Coordinate annotation items
----

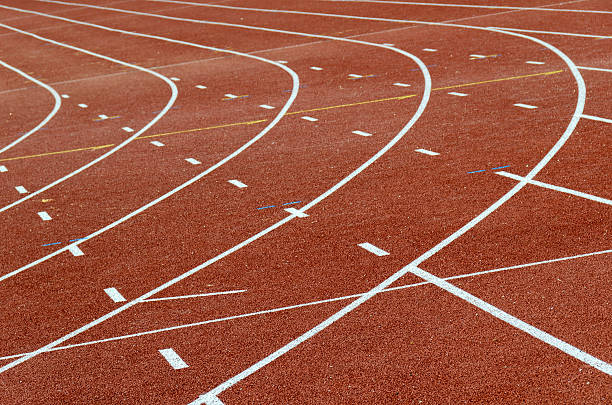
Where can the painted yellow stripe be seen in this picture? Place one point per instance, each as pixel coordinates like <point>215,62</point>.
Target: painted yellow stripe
<point>291,113</point>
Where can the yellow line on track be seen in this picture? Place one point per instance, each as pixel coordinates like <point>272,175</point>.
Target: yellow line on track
<point>291,113</point>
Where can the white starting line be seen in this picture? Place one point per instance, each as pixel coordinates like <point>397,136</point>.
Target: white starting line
<point>173,359</point>
<point>373,249</point>
<point>237,183</point>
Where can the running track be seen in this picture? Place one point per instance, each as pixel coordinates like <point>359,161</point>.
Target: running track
<point>261,201</point>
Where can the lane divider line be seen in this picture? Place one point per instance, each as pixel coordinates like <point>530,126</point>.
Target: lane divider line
<point>556,188</point>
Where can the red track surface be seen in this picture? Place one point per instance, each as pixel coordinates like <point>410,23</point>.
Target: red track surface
<point>419,344</point>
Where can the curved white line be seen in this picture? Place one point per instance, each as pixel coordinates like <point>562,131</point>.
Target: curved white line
<point>295,88</point>
<point>116,148</point>
<point>400,135</point>
<point>56,107</point>
<point>210,395</point>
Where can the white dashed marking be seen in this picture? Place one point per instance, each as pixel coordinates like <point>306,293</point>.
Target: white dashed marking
<point>74,249</point>
<point>237,183</point>
<point>528,106</point>
<point>114,294</point>
<point>173,359</point>
<point>296,212</point>
<point>44,216</point>
<point>373,249</point>
<point>427,152</point>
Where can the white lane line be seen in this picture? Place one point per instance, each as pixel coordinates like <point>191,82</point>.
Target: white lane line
<point>362,133</point>
<point>517,323</point>
<point>373,249</point>
<point>527,106</point>
<point>237,183</point>
<point>556,188</point>
<point>418,113</point>
<point>594,118</point>
<point>595,69</point>
<point>306,304</point>
<point>296,212</point>
<point>173,359</point>
<point>567,34</point>
<point>183,297</point>
<point>44,216</point>
<point>489,7</point>
<point>57,104</point>
<point>427,152</point>
<point>96,55</point>
<point>114,294</point>
<point>74,249</point>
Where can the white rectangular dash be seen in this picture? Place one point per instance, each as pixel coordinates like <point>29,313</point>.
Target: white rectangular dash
<point>74,249</point>
<point>528,106</point>
<point>362,133</point>
<point>373,249</point>
<point>296,212</point>
<point>44,216</point>
<point>427,152</point>
<point>174,359</point>
<point>114,294</point>
<point>237,183</point>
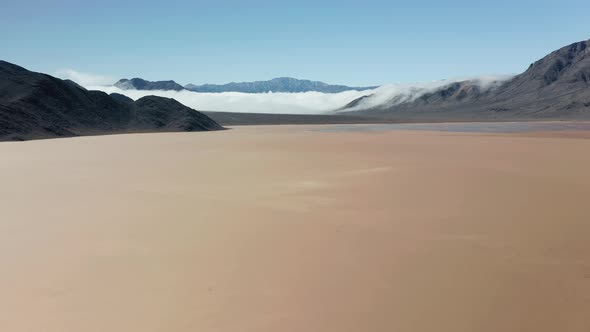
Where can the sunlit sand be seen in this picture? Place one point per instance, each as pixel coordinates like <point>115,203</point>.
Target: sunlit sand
<point>292,228</point>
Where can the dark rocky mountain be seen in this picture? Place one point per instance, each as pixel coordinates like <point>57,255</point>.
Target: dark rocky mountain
<point>282,84</point>
<point>35,105</point>
<point>141,84</point>
<point>555,87</point>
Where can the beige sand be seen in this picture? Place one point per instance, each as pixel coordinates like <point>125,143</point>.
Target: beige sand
<point>286,229</point>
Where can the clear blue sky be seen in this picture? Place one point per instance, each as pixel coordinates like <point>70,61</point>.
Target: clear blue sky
<point>349,42</point>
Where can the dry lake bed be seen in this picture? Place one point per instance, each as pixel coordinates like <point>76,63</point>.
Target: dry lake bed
<point>299,228</point>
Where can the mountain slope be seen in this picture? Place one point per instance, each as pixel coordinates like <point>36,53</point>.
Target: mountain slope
<point>141,84</point>
<point>556,86</point>
<point>282,84</point>
<point>35,105</point>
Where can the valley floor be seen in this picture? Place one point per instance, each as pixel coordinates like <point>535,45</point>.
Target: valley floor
<point>296,228</point>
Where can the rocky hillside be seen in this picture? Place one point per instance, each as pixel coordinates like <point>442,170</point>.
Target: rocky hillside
<point>35,105</point>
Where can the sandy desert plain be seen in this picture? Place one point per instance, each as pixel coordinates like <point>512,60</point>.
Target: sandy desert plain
<point>297,228</point>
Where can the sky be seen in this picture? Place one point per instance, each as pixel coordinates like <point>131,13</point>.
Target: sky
<point>341,42</point>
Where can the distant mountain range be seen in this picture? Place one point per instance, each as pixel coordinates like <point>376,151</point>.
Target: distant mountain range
<point>35,105</point>
<point>282,84</point>
<point>555,87</point>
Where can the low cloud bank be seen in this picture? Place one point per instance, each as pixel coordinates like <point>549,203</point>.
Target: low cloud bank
<point>293,103</point>
<point>393,94</point>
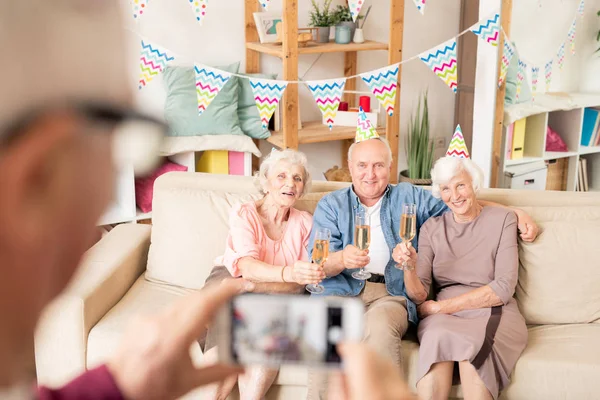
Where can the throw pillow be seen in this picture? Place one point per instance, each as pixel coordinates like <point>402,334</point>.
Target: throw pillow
<point>144,187</point>
<point>181,106</point>
<point>247,112</point>
<point>511,83</point>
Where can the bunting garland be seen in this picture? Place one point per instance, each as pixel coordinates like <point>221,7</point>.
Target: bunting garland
<point>267,94</point>
<point>488,30</point>
<point>443,62</point>
<point>328,95</point>
<point>153,60</point>
<point>209,82</point>
<point>384,83</point>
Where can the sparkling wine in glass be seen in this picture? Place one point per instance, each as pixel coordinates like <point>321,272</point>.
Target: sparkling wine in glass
<point>320,255</point>
<point>362,239</point>
<point>408,225</point>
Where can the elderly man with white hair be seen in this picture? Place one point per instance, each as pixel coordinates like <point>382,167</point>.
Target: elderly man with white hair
<point>472,331</point>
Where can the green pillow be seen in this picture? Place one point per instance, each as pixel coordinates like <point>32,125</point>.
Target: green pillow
<point>181,106</point>
<point>511,83</point>
<point>247,112</point>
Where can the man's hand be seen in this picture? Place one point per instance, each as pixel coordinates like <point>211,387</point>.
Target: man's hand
<point>153,360</point>
<point>367,376</point>
<point>353,257</point>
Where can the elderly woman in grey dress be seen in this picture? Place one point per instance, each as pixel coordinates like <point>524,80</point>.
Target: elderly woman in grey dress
<point>472,331</point>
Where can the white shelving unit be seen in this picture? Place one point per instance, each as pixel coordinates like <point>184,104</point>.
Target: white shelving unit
<point>569,125</point>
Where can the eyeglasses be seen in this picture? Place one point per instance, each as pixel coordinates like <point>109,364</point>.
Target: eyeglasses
<point>137,137</point>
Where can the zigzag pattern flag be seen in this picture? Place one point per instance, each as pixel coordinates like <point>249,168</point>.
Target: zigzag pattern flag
<point>535,71</point>
<point>571,35</point>
<point>384,83</point>
<point>520,76</point>
<point>488,30</point>
<point>420,5</point>
<point>548,74</point>
<point>328,95</point>
<point>153,60</point>
<point>267,94</point>
<point>443,62</point>
<point>199,8</point>
<point>560,56</point>
<point>507,55</point>
<point>209,82</point>
<point>355,6</point>
<point>139,7</point>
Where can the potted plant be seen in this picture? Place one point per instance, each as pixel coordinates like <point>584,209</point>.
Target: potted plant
<point>321,18</point>
<point>419,147</point>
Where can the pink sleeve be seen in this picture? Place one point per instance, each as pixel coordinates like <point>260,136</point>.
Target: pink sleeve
<point>95,384</point>
<point>242,240</point>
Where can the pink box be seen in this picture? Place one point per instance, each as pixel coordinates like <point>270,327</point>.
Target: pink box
<point>236,163</point>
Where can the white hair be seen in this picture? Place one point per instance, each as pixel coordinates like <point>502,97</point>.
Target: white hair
<point>293,157</point>
<point>381,139</point>
<point>447,168</point>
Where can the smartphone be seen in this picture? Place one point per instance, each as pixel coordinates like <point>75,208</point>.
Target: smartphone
<point>269,329</point>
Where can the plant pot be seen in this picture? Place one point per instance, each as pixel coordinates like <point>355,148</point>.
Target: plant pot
<point>403,177</point>
<point>322,34</point>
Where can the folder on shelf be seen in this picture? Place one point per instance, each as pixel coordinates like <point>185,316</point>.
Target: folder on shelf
<point>518,142</point>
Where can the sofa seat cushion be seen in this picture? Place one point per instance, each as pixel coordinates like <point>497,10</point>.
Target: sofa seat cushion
<point>143,298</point>
<point>559,362</point>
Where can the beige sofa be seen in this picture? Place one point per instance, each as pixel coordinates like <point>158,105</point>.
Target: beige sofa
<point>140,269</point>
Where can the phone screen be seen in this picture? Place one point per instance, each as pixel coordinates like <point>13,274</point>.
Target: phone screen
<point>271,329</point>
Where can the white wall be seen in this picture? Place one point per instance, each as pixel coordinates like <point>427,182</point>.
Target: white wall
<point>538,31</point>
<point>220,41</point>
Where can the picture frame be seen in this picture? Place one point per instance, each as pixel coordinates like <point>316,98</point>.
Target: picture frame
<point>266,25</point>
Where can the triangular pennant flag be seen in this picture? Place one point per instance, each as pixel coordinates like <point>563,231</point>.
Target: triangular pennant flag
<point>535,71</point>
<point>139,8</point>
<point>355,6</point>
<point>199,8</point>
<point>548,74</point>
<point>153,61</point>
<point>209,82</point>
<point>520,76</point>
<point>384,83</point>
<point>267,94</point>
<point>328,95</point>
<point>507,55</point>
<point>488,30</point>
<point>420,5</point>
<point>364,128</point>
<point>571,35</point>
<point>457,147</point>
<point>560,56</point>
<point>443,62</point>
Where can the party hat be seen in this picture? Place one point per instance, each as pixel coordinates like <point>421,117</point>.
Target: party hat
<point>364,129</point>
<point>457,147</point>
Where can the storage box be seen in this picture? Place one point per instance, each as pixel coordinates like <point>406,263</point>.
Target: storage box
<point>530,176</point>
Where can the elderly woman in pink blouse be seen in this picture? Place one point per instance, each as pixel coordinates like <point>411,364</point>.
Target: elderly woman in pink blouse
<point>267,244</point>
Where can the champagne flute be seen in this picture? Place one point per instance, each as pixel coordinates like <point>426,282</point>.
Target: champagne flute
<point>408,225</point>
<point>362,239</point>
<point>320,254</point>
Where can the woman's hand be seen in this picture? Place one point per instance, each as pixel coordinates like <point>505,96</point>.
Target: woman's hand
<point>405,252</point>
<point>430,307</point>
<point>304,273</point>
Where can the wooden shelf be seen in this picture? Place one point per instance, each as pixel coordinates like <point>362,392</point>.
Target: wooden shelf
<point>317,48</point>
<point>316,132</point>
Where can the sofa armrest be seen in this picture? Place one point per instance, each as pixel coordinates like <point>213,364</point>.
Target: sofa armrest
<point>106,273</point>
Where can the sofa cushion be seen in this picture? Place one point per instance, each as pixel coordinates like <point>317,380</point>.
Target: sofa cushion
<point>560,362</point>
<point>558,278</point>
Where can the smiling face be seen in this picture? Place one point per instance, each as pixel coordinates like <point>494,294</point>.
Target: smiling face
<point>459,195</point>
<point>285,183</point>
<point>370,168</point>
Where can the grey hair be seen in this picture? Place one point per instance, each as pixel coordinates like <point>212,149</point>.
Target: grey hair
<point>381,139</point>
<point>293,157</point>
<point>447,168</point>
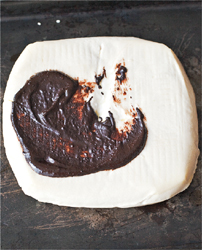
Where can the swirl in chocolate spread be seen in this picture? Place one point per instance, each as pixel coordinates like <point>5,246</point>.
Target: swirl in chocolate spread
<point>62,136</point>
<point>98,78</point>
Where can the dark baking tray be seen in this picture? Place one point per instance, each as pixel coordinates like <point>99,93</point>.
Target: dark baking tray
<point>173,224</point>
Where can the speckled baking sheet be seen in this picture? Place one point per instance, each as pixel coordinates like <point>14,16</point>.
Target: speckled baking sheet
<point>173,224</point>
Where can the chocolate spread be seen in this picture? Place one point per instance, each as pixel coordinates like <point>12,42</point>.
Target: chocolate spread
<point>62,136</point>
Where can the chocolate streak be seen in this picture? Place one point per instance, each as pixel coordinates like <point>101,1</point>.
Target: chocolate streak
<point>61,134</point>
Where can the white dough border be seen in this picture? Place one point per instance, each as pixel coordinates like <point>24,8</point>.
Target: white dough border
<point>159,86</point>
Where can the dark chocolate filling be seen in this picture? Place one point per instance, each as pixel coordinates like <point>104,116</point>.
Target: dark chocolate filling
<point>62,136</point>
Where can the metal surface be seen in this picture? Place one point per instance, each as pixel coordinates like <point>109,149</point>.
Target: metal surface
<point>173,224</point>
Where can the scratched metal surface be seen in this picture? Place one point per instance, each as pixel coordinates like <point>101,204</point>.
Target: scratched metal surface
<point>173,224</point>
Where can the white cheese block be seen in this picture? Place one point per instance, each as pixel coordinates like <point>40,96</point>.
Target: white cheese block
<point>157,84</point>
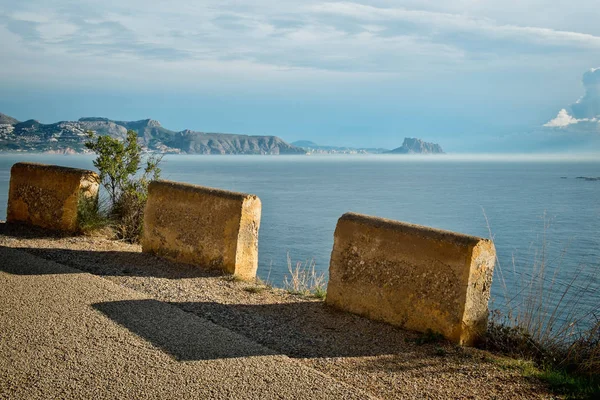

----

To do: Copy the items from the beginning of the records through the line holding "<point>210,395</point>", replacing "starting line" with "finish line" and changing nothing else. Leave out the pictures.

Solution to the problem:
Where can the painted yellow stripe be seen in this picture? Place one point per instance, each as pixel coordinates like <point>215,62</point>.
Target: painted yellow stripe
<point>291,113</point>
Where can the yellow line on track be seen in this picture? Place one point per instance, each as pixel coordinates like <point>272,175</point>.
Target: yellow line on track
<point>291,113</point>
Where can the white finish line be seen in this picture? Place one point per instance, each as pixel coordinates like <point>397,136</point>.
Target: white finish line
<point>173,359</point>
<point>373,249</point>
<point>237,183</point>
Where can the running track be seen in this picture? Place one point per instance, each as pixel coordinates like <point>359,161</point>.
Target: running track
<point>261,201</point>
Where can the lane divider line be seen in this picture? Place one point per instance, each as pixel coordinates like <point>530,126</point>.
Target: lane divider line
<point>556,188</point>
Where can the red track surface be seen in this picture? Place one point per instance, each as pixel coordinates like <point>410,23</point>.
Target: red track surface
<point>419,344</point>
Where can the curved white line be seen in this picture? Place one point per instance, each as pixel coordinates like <point>562,131</point>.
Target: curved white line
<point>295,88</point>
<point>116,148</point>
<point>400,135</point>
<point>56,107</point>
<point>210,395</point>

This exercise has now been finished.